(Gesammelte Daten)

+++

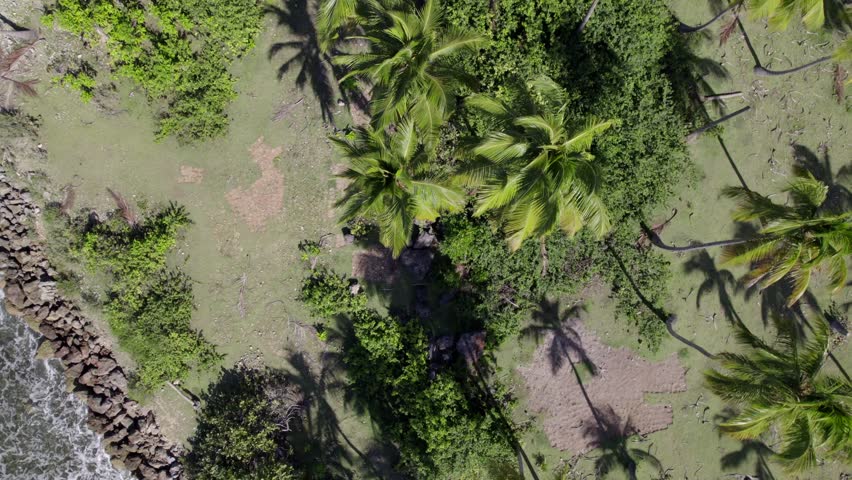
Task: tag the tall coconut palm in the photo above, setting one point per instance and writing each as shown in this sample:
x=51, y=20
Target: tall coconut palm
x=410, y=63
x=781, y=386
x=796, y=239
x=391, y=183
x=536, y=169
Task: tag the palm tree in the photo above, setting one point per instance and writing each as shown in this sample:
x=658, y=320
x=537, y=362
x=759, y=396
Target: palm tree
x=391, y=182
x=410, y=64
x=780, y=386
x=536, y=170
x=795, y=239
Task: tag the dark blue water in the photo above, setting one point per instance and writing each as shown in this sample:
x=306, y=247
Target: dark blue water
x=43, y=433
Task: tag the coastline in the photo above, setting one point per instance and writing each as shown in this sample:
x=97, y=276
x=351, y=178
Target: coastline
x=130, y=433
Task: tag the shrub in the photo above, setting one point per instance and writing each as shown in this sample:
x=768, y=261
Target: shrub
x=240, y=433
x=179, y=51
x=442, y=429
x=149, y=306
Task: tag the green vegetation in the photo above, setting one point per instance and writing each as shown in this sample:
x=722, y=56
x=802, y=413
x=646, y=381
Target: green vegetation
x=536, y=171
x=781, y=386
x=149, y=305
x=442, y=426
x=796, y=239
x=178, y=51
x=392, y=184
x=242, y=428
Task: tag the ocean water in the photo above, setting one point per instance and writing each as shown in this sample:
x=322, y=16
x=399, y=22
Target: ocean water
x=43, y=433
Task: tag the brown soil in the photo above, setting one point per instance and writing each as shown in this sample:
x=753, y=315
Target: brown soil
x=190, y=174
x=265, y=198
x=375, y=265
x=616, y=390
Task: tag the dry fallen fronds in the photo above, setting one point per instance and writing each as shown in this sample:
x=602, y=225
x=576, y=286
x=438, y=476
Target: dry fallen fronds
x=127, y=212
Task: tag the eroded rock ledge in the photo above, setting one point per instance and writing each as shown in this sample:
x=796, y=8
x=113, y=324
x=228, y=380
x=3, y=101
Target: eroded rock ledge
x=131, y=435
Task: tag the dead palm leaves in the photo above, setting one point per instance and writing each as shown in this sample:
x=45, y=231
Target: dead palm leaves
x=7, y=71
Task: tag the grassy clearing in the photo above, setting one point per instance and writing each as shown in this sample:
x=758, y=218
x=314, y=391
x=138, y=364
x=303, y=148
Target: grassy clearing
x=230, y=262
x=798, y=108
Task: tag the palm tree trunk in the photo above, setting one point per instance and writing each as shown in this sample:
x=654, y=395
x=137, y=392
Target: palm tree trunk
x=658, y=242
x=692, y=136
x=684, y=28
x=763, y=72
x=588, y=16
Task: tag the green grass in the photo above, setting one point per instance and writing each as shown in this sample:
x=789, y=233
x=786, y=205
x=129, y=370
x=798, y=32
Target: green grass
x=93, y=151
x=797, y=108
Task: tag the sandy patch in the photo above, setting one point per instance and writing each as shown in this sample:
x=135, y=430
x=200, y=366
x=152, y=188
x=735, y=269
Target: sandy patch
x=265, y=198
x=375, y=265
x=190, y=174
x=615, y=390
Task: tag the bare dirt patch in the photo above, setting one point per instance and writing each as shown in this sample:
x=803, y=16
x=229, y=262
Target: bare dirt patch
x=190, y=174
x=375, y=265
x=265, y=198
x=616, y=387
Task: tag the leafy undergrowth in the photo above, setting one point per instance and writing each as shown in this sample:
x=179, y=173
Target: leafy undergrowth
x=178, y=51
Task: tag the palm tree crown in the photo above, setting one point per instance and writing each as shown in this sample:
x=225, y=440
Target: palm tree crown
x=536, y=170
x=391, y=184
x=795, y=239
x=409, y=64
x=813, y=13
x=780, y=385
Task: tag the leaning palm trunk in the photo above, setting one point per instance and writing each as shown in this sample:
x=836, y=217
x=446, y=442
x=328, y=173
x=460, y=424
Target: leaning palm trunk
x=684, y=28
x=765, y=72
x=692, y=136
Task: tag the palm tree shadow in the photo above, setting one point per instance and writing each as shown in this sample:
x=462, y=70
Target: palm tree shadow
x=720, y=280
x=611, y=435
x=321, y=436
x=748, y=449
x=566, y=340
x=839, y=198
x=313, y=65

+++

Arbeitsanweisung » Gib den Abschnitt, der mit der Zeile „Task: tag the palm tree crown“ beginnt und mit dem Ende der Zeilen schließt (beide Grenzen eingeschlossen), samt Aufforderungen vollständig wieder und skaliere dabei jede Koordinate in den Antworten mit dem Faktor 0,2, gerundet auf ganze Zahlen, Hälften aufwärts. Die Koordinaten in den Aufforderungen und ihren Formatbeispielen bleiben unverändert.

Antwort »
Task: tag the palm tree crown in the photo above, setting one point per instance and writing each as shown in this sample:
x=225, y=440
Target: palm tree crown
x=107, y=34
x=78, y=37
x=159, y=48
x=82, y=13
x=163, y=3
x=156, y=77
Task: tag the leaning palm trunk in the photo above, setting one point per instance and writing each as shown in this sample:
x=836, y=217
x=446, y=442
x=328, y=173
x=460, y=424
Target: leaning palm trunk
x=137, y=6
x=153, y=14
x=138, y=27
Task: tag the palm tree shadow in the photo above, setting one point per instance and writing each as shown in this sample:
x=462, y=70
Target: palm tree shadow
x=144, y=56
x=122, y=87
x=64, y=87
x=150, y=90
x=113, y=68
x=168, y=40
x=63, y=13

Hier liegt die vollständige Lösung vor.